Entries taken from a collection
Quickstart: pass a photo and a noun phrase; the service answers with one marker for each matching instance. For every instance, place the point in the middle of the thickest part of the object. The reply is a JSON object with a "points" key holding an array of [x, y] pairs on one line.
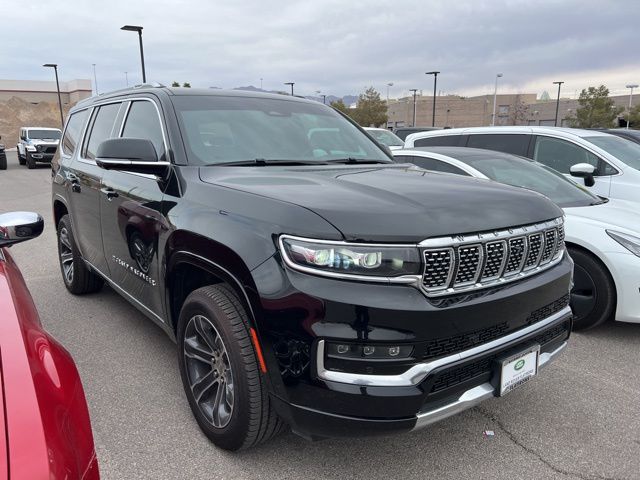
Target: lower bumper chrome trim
{"points": [[419, 372], [474, 396]]}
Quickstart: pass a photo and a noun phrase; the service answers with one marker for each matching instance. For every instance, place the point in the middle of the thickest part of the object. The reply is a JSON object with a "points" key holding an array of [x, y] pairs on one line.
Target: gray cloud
{"points": [[334, 46]]}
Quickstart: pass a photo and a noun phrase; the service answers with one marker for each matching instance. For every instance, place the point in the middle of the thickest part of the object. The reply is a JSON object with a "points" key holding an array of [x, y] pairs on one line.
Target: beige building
{"points": [[511, 109], [36, 91]]}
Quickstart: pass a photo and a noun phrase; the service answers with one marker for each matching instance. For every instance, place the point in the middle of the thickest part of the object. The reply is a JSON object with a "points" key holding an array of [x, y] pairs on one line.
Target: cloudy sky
{"points": [[336, 46]]}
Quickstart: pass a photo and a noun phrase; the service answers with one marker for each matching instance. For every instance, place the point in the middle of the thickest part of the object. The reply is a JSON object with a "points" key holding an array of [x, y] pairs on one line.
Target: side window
{"points": [[439, 141], [101, 128], [561, 155], [503, 142], [143, 122], [73, 131], [432, 164]]}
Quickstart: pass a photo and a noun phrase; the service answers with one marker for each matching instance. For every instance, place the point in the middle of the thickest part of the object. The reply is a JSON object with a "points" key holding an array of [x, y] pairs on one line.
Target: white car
{"points": [[602, 236], [615, 161], [37, 144], [385, 137]]}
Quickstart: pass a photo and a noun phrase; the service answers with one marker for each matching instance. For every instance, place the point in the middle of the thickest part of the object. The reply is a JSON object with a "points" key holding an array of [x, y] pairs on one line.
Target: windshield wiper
{"points": [[262, 162], [352, 161]]}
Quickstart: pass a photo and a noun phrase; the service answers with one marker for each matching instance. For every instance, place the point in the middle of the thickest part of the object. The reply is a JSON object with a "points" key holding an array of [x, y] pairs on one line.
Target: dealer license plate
{"points": [[518, 369]]}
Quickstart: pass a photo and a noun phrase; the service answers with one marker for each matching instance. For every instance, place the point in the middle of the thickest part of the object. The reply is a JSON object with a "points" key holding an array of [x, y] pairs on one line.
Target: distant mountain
{"points": [[347, 99]]}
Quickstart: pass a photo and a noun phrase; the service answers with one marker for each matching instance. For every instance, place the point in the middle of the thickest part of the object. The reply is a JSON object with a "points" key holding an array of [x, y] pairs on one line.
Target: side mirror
{"points": [[584, 170], [135, 155], [16, 227]]}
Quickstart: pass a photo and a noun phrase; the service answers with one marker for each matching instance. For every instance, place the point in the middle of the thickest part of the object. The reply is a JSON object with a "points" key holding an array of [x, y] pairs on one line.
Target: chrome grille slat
{"points": [[470, 262]]}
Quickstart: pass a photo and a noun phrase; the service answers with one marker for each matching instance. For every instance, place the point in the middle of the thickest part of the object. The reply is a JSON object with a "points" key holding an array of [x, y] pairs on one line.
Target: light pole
{"points": [[495, 95], [95, 78], [55, 69], [292, 84], [630, 100], [135, 28], [414, 90], [555, 124], [435, 80]]}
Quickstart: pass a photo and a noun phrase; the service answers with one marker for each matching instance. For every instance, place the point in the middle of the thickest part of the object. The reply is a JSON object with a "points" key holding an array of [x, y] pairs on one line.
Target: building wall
{"points": [[35, 91], [511, 109]]}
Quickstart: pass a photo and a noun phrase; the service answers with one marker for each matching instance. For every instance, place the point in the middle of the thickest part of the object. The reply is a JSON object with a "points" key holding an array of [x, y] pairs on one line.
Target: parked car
{"points": [[37, 144], [603, 236], [614, 163], [307, 279], [385, 137], [627, 134], [3, 156], [44, 418], [402, 132]]}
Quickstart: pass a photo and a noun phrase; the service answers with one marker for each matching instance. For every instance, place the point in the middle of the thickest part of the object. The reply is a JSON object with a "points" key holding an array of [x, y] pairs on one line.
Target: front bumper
{"points": [[319, 398]]}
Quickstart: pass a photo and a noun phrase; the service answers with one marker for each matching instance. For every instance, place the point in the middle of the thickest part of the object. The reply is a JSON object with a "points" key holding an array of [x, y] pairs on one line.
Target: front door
{"points": [[561, 155], [132, 218]]}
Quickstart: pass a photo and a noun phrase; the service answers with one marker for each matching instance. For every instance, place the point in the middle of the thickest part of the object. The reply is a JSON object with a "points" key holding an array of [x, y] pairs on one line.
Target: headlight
{"points": [[629, 242], [349, 259]]}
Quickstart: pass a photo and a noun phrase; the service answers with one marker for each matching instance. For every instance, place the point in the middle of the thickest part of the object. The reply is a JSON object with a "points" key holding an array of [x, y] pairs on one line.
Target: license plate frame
{"points": [[518, 368]]}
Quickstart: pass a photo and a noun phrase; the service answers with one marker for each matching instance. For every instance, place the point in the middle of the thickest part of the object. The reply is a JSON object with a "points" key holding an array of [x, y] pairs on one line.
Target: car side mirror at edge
{"points": [[134, 155], [16, 227], [584, 170]]}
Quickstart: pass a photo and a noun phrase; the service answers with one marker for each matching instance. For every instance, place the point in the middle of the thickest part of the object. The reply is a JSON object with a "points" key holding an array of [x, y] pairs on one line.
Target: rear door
{"points": [[131, 214], [561, 155]]}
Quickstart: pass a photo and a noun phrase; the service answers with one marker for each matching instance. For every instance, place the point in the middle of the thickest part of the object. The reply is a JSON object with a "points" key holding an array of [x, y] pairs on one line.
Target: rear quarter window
{"points": [[73, 131], [508, 143]]}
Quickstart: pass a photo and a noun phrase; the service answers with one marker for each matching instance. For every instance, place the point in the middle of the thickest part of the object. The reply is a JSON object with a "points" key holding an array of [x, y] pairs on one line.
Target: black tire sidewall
{"points": [[605, 292], [231, 436]]}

## Task item
Without the pictures, print all of the records exactly.

## Exercise solution
Quickstart: pass a photo and a noun phrase; the service answers with one marker for each matching instance. For every instance, place the point in the middle of the thickest part of the object. The reply is a JSON object with a "points" key holding an array of [x, y] pairs on one line.
Target: lower bumper chrome trim
{"points": [[419, 372], [474, 396]]}
Quickstart: pass a photo and a noun phrase; the service answers with one marker for each matching instance. For every instance, place the point in the middle of the thickest part of the object. The reply is a JSON object with a "points" key holding an array of [x, y] pairs on one line.
Target: gray cloud
{"points": [[334, 46]]}
Quickstart: pass a photo and a noun phrase; the service answers with one marker for each matching instance. For every instance, place the point in the middle of the thickest part of the object. The reply is a JSON object with a "points" key holding an array of [x, y] pairs on one line.
Target: beige building
{"points": [[511, 109], [36, 91]]}
Quickstart: pass a photo and a noun phrase; the service answers with one marker for each matching instance. For every instance, place the point in the middle of the thickest part of the object. The reply is a JSON object with a "points" key holding an array of [x, y] pairs on one line.
Target: cloudy sky
{"points": [[336, 46]]}
Quickstart: pass a photo and a noun phrase; the service answers with one marker for each matching instance. For every instance, place the point in the middle of the thickest part of the object. The reply is a JSON object with a "points" key holding an array of [x, y] pairs on one line.
Target: side window
{"points": [[439, 141], [101, 128], [561, 155], [503, 142], [143, 122], [73, 131], [432, 164]]}
Quickstart: pass a photo and a noun phrase; the service answers with one marker for each matching instance. For every instance, place the point in the middle of the thickest part of the object. The reply is a JSON object with a "points" key holding an array of [x, y] pairs on one line.
Target: white car
{"points": [[602, 236], [615, 161], [37, 144], [385, 137]]}
Quickstart: pass a photo and a noun phrase; the service answers with one marker for each matching instance. For every instance, place the point in the middle of the thickest part of the object. The reply is a JSON object with a "points" key holding an array of [x, y] pairs on one line.
Target: windshield wiper
{"points": [[262, 162], [352, 161]]}
Quickstart: pass a photo and a noun phrase; the service answers with one marker for each matching instance. For every instance, place the point in the middle of the thickest part of the object. The reply is a JSON object with a "points" key holding an array of [x, y] pairs on one line.
Target: dealer license plate
{"points": [[518, 369]]}
Quickstart: pass a photo and a noun phrase; the service answers with one marker for each matching instance. For every instance, place the point in the middle of the thickest part of the object. The reply is a JSON object with a "points" key holding an array of [x, y] pairs on one line.
Target: distant mountain
{"points": [[347, 99]]}
Quickstart: pass a photo and a noun phrase; the service answers with one marker for each matching instance. For every instance, place the point in the middle of the thickest part of the object. The reply is a JSON object with a "points" key holding an array of [x, y] pairs on one line.
Target: side mirror
{"points": [[584, 170], [135, 155], [16, 227]]}
Quickstart: pass a photo and a noun phrase; the service answers with one marker for each matching instance. For every instance, place the point in the middle of the thickest part of the object. The reply is a JSON object with a "points" key holding an array of [x, y] pairs on one line.
Target: chrome grille slat
{"points": [[470, 262]]}
Quickstart: pass a photo and a noun phrase; the service answers with one marker for each matching instance. For every instance, place the point in the middle of the thickest part of the object. The reply is a JSON object with a "points" key holding an array of [x, y] pairs on one line.
Target: light pole
{"points": [[495, 95], [95, 78], [55, 69], [292, 84], [630, 100], [135, 28], [414, 90], [555, 124], [435, 80]]}
Quickstart: pass a photo and a noun phrase; the service answers with one marker for each matching instance. For every instance, place the point in the middle of the thickest part of the object. The reply is a JSON object with a "points" key holding an array of [x, y] pairs on one line.
Target: building wall
{"points": [[35, 91], [511, 109]]}
Quickstart: pass a photo and a noun phrase; the service answers with one marker for each matching instance. For every instance, place the point in the middle of the thickest part of the object. The reply is a JSON object with a "points" key holding an array of [x, y] pairs on one line.
Target: parked car
{"points": [[37, 144], [603, 236], [614, 163], [307, 279], [385, 137], [627, 134], [3, 156], [44, 418], [402, 132]]}
Quickstart: pass a photo and a noun phrase; the service answers with one marker for each matching instance. For every instance, place the point in the middle of the thickest part of the object. The reply is a JSON object with a "points" key holding an array of [x, y] pairs on one line.
Target: front bumper
{"points": [[319, 398]]}
Quickstart: pass a photo and a noun phrase; the service answers with one marker for each matching instance. For every instance, place the point in the middle of the thickest part of the object. The reply is a JSON object with a "points" key holding an array of [x, y] pairs on one line.
Target: front door
{"points": [[561, 155], [132, 218]]}
Quickstart: pass a photo and a noun phrase; the service answers with one marker for each matching instance. For every instance, place the point in the middle of the thickest part of the object. The reply is a JSON object with a "points" key holding an array of [x, y] pairs on one line.
Target: headlight
{"points": [[629, 242], [349, 259]]}
Quickstart: pass a photo and a noun phrase; the service answers with one marker for each matching instance. For every instance, place the point in the middle of the thickest part of the object. The reply is a JSON object with a "points" key holding an array of [x, y] pairs on one line.
Target: license plate frame
{"points": [[518, 368]]}
Quickstart: pass a photo and a noun phrase; the service answers with one marker for each matching instance. For every instance, place the point in the middle of the thickest part of the object. The reply is a JSON object with a "points" key holding an array of [x, y] pairs on one line.
Target: car side mirror at edge
{"points": [[134, 155], [16, 227], [584, 170]]}
Quickstart: pass a photo and a noun phrase; the service answers with one marker for each matching instance. For every instance, place the point in the middle of the thickest part of the object. The reply is a JSON object with a "points" key holding an array of [x, y] pairs on one line.
Target: rear door
{"points": [[131, 214], [561, 155]]}
Quickstart: pass a photo and a noun phrase; the service answers with one marker for each matching instance. For every instance, place the point in the middle of the thickest part of the object. The reply is a JSON object with a "points" key holding an array of [x, y] pairs on one line.
Target: rear quarter window
{"points": [[73, 131], [508, 143]]}
Quickstart: pass a photo and a noun phrase; the service answers with one marker for each matching instance. For every instance, place the point in the middle of the thickest part of the object. The reply is a JSON object with a "points" key holding an array of [x, y] pairs on one line.
Target: black tire sidewall
{"points": [[605, 292], [231, 436]]}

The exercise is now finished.